**Job:**
Without the pictures, copy the entries below word for word.
═══ Data to process
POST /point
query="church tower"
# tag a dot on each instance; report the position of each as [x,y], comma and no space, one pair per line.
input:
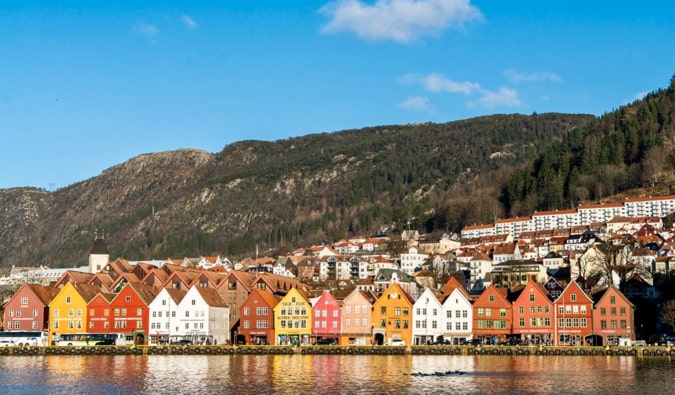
[98,255]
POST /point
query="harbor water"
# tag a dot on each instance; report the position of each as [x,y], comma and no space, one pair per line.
[335,374]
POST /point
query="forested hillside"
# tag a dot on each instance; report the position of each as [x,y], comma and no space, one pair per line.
[280,194]
[628,151]
[323,187]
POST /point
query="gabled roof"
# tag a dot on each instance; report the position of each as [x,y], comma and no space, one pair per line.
[176,294]
[74,277]
[87,292]
[212,297]
[145,292]
[267,297]
[453,284]
[44,294]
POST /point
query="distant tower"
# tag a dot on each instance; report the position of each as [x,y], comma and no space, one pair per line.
[98,255]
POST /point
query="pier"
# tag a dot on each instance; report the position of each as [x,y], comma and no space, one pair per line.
[642,351]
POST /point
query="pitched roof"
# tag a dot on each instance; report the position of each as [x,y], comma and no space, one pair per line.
[212,297]
[44,294]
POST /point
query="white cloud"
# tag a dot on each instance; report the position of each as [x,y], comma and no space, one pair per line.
[416,103]
[398,20]
[146,29]
[188,21]
[436,82]
[505,97]
[516,77]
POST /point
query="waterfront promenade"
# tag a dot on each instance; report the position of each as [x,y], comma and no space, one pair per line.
[642,351]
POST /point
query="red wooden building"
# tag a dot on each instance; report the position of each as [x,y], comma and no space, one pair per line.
[492,315]
[257,317]
[613,317]
[533,315]
[327,319]
[131,313]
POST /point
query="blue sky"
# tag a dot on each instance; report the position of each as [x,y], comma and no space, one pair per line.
[85,86]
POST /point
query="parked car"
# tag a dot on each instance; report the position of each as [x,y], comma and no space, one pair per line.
[182,342]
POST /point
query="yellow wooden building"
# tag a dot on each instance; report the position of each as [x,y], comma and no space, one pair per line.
[293,319]
[392,316]
[68,310]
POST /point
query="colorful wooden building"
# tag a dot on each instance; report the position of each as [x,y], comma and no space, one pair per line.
[257,317]
[327,321]
[573,317]
[533,315]
[492,315]
[392,316]
[293,319]
[28,308]
[613,317]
══════
**Right answer:**
POST /point
query="church tower"
# tag a dot on each instance; report the position of each as [x,y], comma and no space, one pair per line.
input:
[98,255]
POST /point
query="harbor water"
# tag a dot on each instance; report the position of each as [x,y], comma and no space, one pair per line.
[335,374]
POST /point
query="forested hillside"
# tag a dot on each instance; report the position of each as [x,y], comma and no space, one pair per line.
[280,194]
[628,151]
[323,187]
POST /point
query="gabled roof"
# tag a dot on each instance; report the position of each as [x,y], comma and no space, one pair per line.
[176,294]
[74,277]
[87,292]
[212,297]
[145,292]
[267,297]
[453,284]
[44,294]
POST /point
query="distant tower"
# tag a dot on each instance; report the position of each as [x,y], comma and no space, one pair per line.
[98,255]
POST /point
query="pier"
# tag a dot on each instance; report the position of each as [x,y], comma and no space, one pair per line.
[642,351]
POST /point
query="pitched roof"
# tag a dot on each instance; report the position of each as [x,y], comma and no space, one pair per line.
[212,297]
[44,294]
POST /point
query="white cloud"
# tag a dot on each instance; report the position of each as [x,y], comma and no space, one pair per line.
[416,103]
[398,20]
[146,29]
[188,21]
[436,82]
[505,97]
[516,77]
POST /point
query="waterfront promenade"
# tag a dot on each instance; report the position of each as [x,y], comma and no space, one pair per line.
[642,351]
POST /point
query="red wooden building"
# tag a dot on each instance; report the position of each as [x,y], comma and no space, one pair per line.
[492,315]
[257,317]
[613,317]
[533,315]
[327,319]
[131,313]
POST /point
query="blue sky"
# tag a dot on each instance; report the position of each as [x,y], comma and no space, one pair per line.
[85,86]
POST /point
query="parked car"
# tag a dot on each instance; report the position of each as [x,y], comma and no space, one pair per line.
[182,342]
POST /point
query="yellow wooden building"
# tag a dot on each instance; report the position of each as [x,y], comma and no space, one pair per line.
[293,319]
[392,316]
[68,310]
POST /point
query="colorful wooden building"
# tag a dot on each instance; report the position of each as [x,y], comma and no space, one pair per line.
[257,317]
[327,321]
[573,317]
[533,315]
[492,315]
[392,316]
[293,319]
[28,308]
[613,317]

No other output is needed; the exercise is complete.